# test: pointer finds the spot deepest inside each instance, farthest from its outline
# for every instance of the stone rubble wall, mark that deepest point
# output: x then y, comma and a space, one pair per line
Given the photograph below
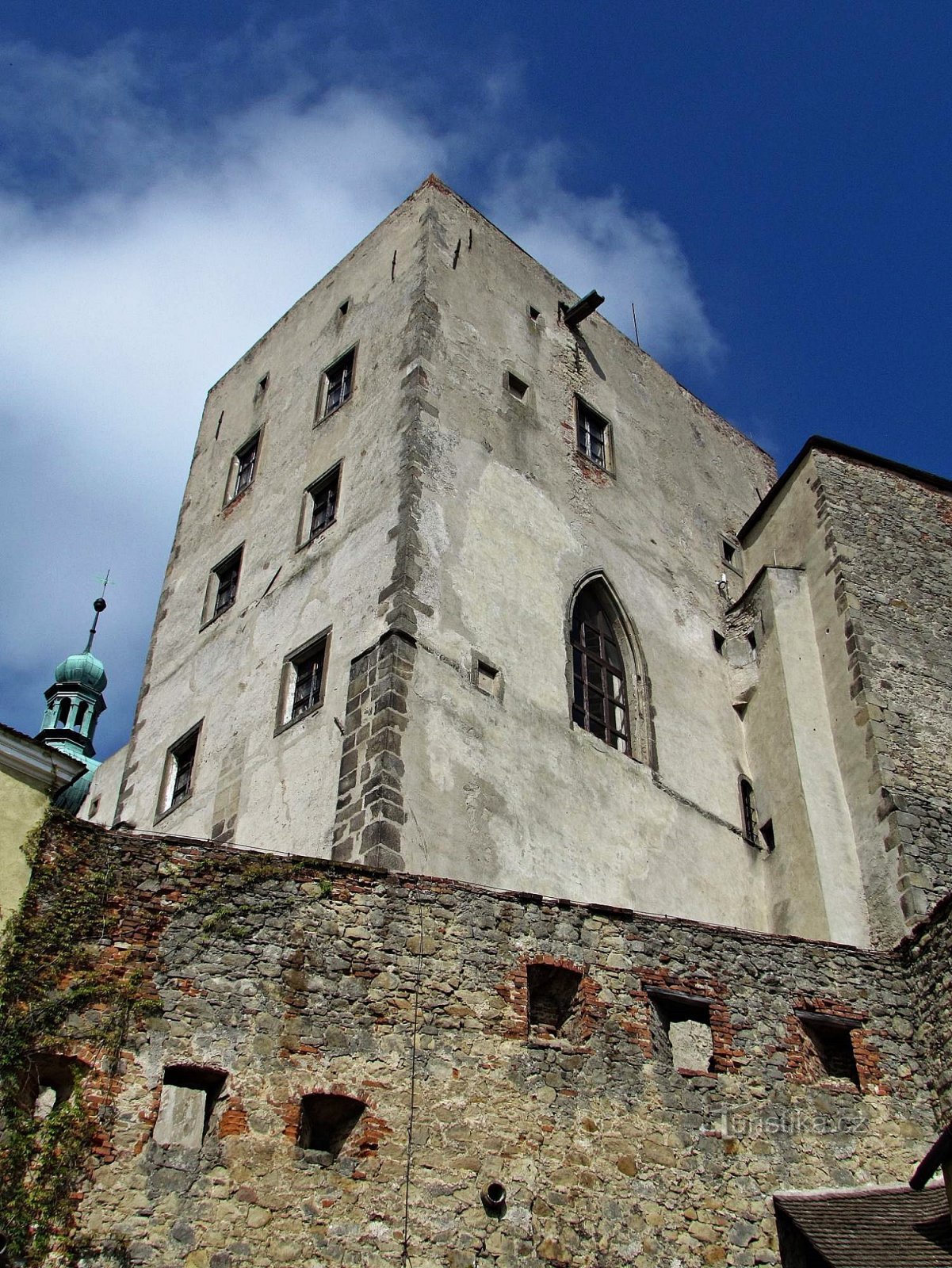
408, 993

_Brief_:
Reply with one number, the count of lines in the preceding listing that hold the string "deepest".

_Response to the exercise_:
2